Collection entries:
■ ■ ■ ■ ■ ■ ■

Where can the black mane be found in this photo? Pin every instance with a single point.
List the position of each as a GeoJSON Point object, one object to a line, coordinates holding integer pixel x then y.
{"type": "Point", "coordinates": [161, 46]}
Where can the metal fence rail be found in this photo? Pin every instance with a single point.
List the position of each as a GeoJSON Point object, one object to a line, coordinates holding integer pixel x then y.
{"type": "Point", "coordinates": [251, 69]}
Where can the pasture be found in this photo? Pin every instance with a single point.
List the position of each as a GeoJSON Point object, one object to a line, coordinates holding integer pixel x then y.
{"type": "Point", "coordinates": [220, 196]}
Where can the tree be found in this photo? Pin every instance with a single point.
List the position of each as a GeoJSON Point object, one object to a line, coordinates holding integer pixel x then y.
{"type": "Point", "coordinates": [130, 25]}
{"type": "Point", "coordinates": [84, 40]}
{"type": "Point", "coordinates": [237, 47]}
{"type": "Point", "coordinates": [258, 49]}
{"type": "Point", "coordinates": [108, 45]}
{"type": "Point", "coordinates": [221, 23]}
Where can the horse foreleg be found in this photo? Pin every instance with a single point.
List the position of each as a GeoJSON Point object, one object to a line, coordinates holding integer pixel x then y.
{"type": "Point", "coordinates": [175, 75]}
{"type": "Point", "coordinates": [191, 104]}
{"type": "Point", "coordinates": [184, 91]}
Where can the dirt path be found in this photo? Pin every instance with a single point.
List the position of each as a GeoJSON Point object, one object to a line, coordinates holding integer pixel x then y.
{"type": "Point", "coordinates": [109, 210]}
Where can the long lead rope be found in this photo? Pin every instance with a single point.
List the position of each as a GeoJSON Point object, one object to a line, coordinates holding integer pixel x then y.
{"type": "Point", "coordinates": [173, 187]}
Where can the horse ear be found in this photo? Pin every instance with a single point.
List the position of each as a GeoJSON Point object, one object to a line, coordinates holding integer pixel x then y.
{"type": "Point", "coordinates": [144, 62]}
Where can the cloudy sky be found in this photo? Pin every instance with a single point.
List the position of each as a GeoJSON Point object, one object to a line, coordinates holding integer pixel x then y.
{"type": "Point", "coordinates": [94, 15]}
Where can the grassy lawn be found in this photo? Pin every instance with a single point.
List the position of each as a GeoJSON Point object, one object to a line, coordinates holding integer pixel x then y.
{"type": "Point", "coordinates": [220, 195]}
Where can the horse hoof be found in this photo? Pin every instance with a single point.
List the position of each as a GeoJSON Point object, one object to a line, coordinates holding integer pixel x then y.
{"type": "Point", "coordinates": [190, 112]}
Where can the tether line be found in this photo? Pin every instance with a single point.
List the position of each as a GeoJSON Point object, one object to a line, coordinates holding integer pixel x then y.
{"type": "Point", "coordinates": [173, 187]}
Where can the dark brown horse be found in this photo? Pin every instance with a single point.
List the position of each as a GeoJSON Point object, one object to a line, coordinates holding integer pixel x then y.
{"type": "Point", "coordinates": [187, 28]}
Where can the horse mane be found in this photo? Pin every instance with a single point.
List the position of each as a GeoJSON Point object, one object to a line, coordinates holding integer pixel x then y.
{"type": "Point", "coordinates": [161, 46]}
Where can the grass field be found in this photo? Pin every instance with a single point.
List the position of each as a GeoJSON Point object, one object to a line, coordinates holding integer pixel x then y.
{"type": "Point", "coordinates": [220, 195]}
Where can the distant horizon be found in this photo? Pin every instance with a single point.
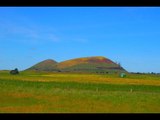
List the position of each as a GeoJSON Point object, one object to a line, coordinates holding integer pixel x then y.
{"type": "Point", "coordinates": [128, 35]}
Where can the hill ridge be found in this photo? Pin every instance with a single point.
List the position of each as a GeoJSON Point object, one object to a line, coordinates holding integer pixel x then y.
{"type": "Point", "coordinates": [82, 64]}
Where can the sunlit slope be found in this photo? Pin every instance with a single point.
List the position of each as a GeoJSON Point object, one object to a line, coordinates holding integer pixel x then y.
{"type": "Point", "coordinates": [89, 64]}
{"type": "Point", "coordinates": [96, 64]}
{"type": "Point", "coordinates": [46, 65]}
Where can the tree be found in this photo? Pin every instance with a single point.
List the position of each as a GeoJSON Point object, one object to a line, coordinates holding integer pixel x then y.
{"type": "Point", "coordinates": [14, 72]}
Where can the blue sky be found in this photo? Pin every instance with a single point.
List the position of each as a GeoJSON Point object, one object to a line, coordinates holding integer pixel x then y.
{"type": "Point", "coordinates": [129, 35]}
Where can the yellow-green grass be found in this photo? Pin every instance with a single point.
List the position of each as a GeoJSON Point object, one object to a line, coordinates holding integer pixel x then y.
{"type": "Point", "coordinates": [78, 93]}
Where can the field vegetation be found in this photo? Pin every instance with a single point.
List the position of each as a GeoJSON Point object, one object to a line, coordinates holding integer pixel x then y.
{"type": "Point", "coordinates": [48, 92]}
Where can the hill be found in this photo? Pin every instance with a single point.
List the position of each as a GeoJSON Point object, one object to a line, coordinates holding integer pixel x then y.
{"type": "Point", "coordinates": [89, 64]}
{"type": "Point", "coordinates": [46, 65]}
{"type": "Point", "coordinates": [95, 64]}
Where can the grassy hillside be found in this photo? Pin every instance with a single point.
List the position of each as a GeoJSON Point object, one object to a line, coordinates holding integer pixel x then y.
{"type": "Point", "coordinates": [46, 65]}
{"type": "Point", "coordinates": [97, 64]}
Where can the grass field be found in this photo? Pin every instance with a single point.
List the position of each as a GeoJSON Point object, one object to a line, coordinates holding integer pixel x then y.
{"type": "Point", "coordinates": [31, 92]}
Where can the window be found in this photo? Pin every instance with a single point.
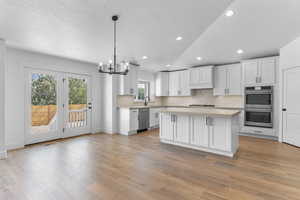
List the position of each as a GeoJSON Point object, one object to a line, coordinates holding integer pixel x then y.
{"type": "Point", "coordinates": [143, 90]}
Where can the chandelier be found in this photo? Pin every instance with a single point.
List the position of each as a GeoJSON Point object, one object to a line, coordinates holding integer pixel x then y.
{"type": "Point", "coordinates": [112, 67]}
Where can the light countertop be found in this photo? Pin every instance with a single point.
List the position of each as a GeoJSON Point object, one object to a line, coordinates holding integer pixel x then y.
{"type": "Point", "coordinates": [202, 111]}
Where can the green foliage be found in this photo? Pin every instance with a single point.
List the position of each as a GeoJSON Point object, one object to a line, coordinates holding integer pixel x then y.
{"type": "Point", "coordinates": [77, 91]}
{"type": "Point", "coordinates": [44, 90]}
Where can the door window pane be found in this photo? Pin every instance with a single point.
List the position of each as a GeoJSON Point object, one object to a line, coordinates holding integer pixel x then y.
{"type": "Point", "coordinates": [77, 116]}
{"type": "Point", "coordinates": [43, 103]}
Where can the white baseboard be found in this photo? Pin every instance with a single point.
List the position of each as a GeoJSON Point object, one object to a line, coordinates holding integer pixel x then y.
{"type": "Point", "coordinates": [258, 136]}
{"type": "Point", "coordinates": [3, 154]}
{"type": "Point", "coordinates": [14, 146]}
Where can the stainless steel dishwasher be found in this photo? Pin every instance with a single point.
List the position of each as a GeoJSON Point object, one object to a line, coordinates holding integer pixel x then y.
{"type": "Point", "coordinates": [143, 119]}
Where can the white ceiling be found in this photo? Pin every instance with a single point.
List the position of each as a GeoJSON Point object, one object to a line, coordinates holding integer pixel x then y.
{"type": "Point", "coordinates": [259, 27]}
{"type": "Point", "coordinates": [82, 29]}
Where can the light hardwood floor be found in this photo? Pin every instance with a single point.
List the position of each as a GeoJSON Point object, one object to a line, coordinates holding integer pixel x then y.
{"type": "Point", "coordinates": [140, 167]}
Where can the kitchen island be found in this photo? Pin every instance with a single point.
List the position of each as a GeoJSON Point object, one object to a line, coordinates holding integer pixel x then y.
{"type": "Point", "coordinates": [206, 129]}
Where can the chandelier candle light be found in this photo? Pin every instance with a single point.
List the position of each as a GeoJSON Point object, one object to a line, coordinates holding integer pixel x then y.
{"type": "Point", "coordinates": [112, 67]}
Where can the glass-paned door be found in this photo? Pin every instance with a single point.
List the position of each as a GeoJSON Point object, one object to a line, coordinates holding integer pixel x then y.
{"type": "Point", "coordinates": [58, 105]}
{"type": "Point", "coordinates": [77, 106]}
{"type": "Point", "coordinates": [42, 98]}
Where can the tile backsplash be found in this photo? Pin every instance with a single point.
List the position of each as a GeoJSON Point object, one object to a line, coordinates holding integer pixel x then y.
{"type": "Point", "coordinates": [198, 97]}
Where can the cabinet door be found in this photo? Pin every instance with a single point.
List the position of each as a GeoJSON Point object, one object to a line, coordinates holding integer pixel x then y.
{"type": "Point", "coordinates": [218, 134]}
{"type": "Point", "coordinates": [152, 117]}
{"type": "Point", "coordinates": [199, 131]}
{"type": "Point", "coordinates": [128, 83]}
{"type": "Point", "coordinates": [173, 84]}
{"type": "Point", "coordinates": [194, 77]}
{"type": "Point", "coordinates": [162, 84]}
{"type": "Point", "coordinates": [220, 80]}
{"type": "Point", "coordinates": [267, 71]}
{"type": "Point", "coordinates": [205, 76]}
{"type": "Point", "coordinates": [134, 119]}
{"type": "Point", "coordinates": [166, 126]}
{"type": "Point", "coordinates": [250, 70]}
{"type": "Point", "coordinates": [181, 128]}
{"type": "Point", "coordinates": [184, 83]}
{"type": "Point", "coordinates": [234, 79]}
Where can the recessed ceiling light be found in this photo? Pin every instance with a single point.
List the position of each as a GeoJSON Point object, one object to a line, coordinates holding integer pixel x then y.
{"type": "Point", "coordinates": [179, 38]}
{"type": "Point", "coordinates": [240, 51]}
{"type": "Point", "coordinates": [229, 13]}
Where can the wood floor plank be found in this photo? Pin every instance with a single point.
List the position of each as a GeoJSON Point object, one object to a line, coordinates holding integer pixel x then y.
{"type": "Point", "coordinates": [139, 167]}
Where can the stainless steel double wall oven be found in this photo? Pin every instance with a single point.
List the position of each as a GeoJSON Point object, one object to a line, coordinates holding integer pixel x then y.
{"type": "Point", "coordinates": [259, 106]}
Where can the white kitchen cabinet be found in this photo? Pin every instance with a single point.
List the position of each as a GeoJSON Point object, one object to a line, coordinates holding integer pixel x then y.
{"type": "Point", "coordinates": [228, 80]}
{"type": "Point", "coordinates": [199, 131]}
{"type": "Point", "coordinates": [173, 83]}
{"type": "Point", "coordinates": [217, 140]}
{"type": "Point", "coordinates": [201, 77]}
{"type": "Point", "coordinates": [154, 117]}
{"type": "Point", "coordinates": [250, 72]}
{"type": "Point", "coordinates": [162, 84]}
{"type": "Point", "coordinates": [128, 83]}
{"type": "Point", "coordinates": [128, 121]}
{"type": "Point", "coordinates": [207, 133]}
{"type": "Point", "coordinates": [181, 128]}
{"type": "Point", "coordinates": [266, 71]}
{"type": "Point", "coordinates": [184, 88]}
{"type": "Point", "coordinates": [178, 83]}
{"type": "Point", "coordinates": [166, 127]}
{"type": "Point", "coordinates": [220, 78]}
{"type": "Point", "coordinates": [260, 71]}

■ ■ ■ ■ ■ ■ ■

Would you copy all lines in the records where the string "steel" appears?

Written answer:
Where can the stainless steel dishwasher be found in this photo? Pin every instance with a single point.
Where can the stainless steel double wall oven be found in this photo? Pin every instance with a single point.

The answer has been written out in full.